**Task objective**
Copy every line from the records below that holds the word "phrase".

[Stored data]
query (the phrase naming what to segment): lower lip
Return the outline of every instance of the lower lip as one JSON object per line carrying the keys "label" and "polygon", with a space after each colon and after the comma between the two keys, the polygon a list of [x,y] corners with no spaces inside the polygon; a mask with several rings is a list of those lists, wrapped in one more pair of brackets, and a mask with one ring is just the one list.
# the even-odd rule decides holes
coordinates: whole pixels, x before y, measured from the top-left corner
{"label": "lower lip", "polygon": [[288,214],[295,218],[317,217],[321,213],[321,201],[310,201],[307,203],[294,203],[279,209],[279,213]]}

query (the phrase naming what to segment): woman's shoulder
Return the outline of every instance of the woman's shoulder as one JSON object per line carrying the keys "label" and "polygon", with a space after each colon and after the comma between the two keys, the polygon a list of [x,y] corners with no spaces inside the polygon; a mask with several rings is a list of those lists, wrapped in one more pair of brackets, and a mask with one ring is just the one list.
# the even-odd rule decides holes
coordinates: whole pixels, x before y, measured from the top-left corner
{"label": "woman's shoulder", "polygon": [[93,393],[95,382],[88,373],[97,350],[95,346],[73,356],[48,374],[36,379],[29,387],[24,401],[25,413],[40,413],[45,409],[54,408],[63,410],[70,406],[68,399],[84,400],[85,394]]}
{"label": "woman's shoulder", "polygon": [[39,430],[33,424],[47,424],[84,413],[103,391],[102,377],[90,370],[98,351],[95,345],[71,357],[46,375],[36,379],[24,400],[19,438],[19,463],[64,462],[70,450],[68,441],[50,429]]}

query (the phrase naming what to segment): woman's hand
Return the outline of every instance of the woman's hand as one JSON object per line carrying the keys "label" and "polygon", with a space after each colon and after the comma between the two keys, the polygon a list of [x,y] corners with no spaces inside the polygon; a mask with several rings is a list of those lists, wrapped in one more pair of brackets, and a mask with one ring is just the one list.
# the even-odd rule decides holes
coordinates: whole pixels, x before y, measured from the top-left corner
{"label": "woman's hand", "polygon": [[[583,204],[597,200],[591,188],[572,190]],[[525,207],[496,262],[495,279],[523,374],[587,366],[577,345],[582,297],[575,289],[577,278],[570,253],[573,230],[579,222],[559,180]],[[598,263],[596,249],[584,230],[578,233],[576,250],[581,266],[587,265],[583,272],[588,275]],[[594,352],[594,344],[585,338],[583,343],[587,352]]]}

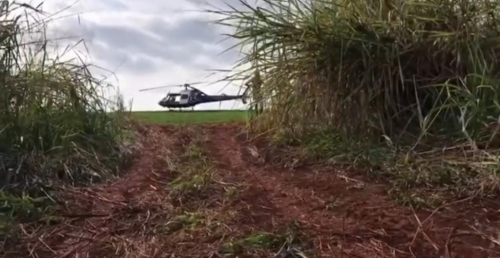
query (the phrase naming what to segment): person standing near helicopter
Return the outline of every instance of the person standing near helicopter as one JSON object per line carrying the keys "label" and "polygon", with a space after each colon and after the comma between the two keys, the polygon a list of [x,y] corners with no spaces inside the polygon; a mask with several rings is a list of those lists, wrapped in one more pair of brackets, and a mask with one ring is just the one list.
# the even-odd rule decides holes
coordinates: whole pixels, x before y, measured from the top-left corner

**Solution below**
query (the phrase naming what to segment): lower lip
query (the phrase naming what to segment): woman's shoulder
query (the phrase naming what to segment): woman's hand
query (the phrase naming what to segment): person standing near helicopter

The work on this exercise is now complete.